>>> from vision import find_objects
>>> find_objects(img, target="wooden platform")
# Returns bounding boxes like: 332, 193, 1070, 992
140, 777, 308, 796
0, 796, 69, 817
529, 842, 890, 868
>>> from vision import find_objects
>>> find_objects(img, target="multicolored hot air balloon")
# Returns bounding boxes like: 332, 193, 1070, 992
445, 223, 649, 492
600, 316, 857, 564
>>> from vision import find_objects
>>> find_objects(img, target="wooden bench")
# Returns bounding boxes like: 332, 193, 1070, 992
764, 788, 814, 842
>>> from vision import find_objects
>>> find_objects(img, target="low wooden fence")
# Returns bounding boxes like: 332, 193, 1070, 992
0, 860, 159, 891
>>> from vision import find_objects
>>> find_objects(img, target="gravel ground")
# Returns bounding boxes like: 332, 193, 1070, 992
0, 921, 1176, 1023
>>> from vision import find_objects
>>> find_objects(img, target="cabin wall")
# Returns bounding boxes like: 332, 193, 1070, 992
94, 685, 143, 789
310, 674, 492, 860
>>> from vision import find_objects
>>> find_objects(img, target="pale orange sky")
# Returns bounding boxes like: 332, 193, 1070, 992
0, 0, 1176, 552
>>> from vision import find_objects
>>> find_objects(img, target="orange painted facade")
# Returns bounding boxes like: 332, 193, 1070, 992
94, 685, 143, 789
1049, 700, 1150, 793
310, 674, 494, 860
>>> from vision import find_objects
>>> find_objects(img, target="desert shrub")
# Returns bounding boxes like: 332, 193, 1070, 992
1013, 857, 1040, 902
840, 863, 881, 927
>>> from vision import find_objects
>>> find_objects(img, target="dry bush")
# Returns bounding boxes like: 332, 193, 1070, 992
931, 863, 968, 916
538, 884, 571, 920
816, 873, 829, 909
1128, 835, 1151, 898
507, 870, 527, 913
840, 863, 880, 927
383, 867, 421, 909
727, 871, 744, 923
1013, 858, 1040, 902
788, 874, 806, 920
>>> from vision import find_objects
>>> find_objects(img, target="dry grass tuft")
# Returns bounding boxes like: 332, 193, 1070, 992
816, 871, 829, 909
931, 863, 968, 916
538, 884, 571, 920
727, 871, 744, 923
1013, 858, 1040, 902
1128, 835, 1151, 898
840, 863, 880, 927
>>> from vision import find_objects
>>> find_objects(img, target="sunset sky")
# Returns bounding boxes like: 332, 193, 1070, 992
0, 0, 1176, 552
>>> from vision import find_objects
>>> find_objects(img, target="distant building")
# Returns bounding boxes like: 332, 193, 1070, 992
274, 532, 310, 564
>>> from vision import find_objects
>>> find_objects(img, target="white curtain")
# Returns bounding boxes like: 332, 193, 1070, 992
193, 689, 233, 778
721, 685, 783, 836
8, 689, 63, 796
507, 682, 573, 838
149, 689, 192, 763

* _Instructions for the task_
Swap every "wooden" in the data above for "timber", and give all the lines back with nothing else changed.

* _Exercise answer_
>>> from vision import find_objects
>>> find_objects(img, target="timber platform")
# Returns bounding boxes like: 332, 193, 1070, 992
140, 777, 308, 796
0, 796, 69, 817
529, 842, 890, 868
>>> from vision import find_objects
>>> find_objects(img, target="multicolored hot air balloon")
# Returns bounding boxes like: 332, 193, 1070, 992
445, 223, 649, 492
600, 316, 857, 564
>>> from vision import find_objects
>>> find_objects(img, target="timber bench")
# Returns bounding boxes like: 332, 193, 1070, 992
764, 788, 814, 842
>>> from vision import find_objects
>>> find_objects(img, target="low timber fence")
# Returns bounding boxes like: 332, 193, 1070, 992
0, 860, 159, 891
>>> from vision import find_objects
>>> find_objects(img, target="gravel ground")
# Returns bounding boxes like: 332, 193, 1070, 992
0, 921, 1176, 1023
>>> from vision import find_objects
>>> find_objects(img, target="cabin wall")
# Returns bounding boxes like: 332, 193, 1070, 992
94, 685, 143, 789
310, 674, 492, 860
>>> from vision import find_objects
>>> find_objects(img, target="pale orange sky")
# Returns bounding boxes like: 332, 193, 1070, 992
0, 0, 1176, 552
>>> from vision import find_objects
>>> find_objects(img, target="orange painted facade")
# Returns bounding boxes like: 332, 193, 1070, 992
94, 685, 143, 789
1049, 700, 1150, 793
310, 674, 494, 860
>>> from vision import find_objects
>>> find_objects(img, target="desert shrub")
# Returns bounding boxes like: 332, 193, 1070, 992
1013, 857, 1040, 902
840, 863, 881, 927
>>> from vision import find_objects
>>> find_objects(img, target="dry bush")
# Returns bounding boxes like: 332, 193, 1070, 992
931, 863, 968, 916
538, 884, 571, 920
816, 873, 829, 909
1128, 835, 1151, 898
507, 870, 527, 913
840, 863, 880, 927
383, 867, 421, 909
727, 871, 744, 923
1013, 858, 1040, 902
788, 874, 806, 920
>>> from vision import find_objects
>>> find_objects(img, target="dry grass tuft")
# Returns bounding boxes like: 332, 193, 1070, 992
816, 871, 829, 909
931, 863, 968, 916
538, 884, 571, 920
727, 871, 744, 923
1013, 858, 1040, 902
1128, 835, 1151, 898
840, 863, 880, 927
>>> from vision import find_objects
>>> find_objects(img, target="sunset sky")
# Returns bounding boxes like: 332, 193, 1070, 992
0, 0, 1176, 552
>>> from vision import find_objects
>>> find_objects(img, target="distant building")
# Returns bounding boxes like: 332, 193, 1070, 992
274, 532, 310, 564
>>> from vision import find_objects
>>> find_objects(img, target="white curtain")
# Returns bounding boxes like: 332, 193, 1070, 992
193, 689, 233, 778
721, 685, 783, 836
8, 689, 63, 796
507, 682, 573, 838
149, 689, 192, 763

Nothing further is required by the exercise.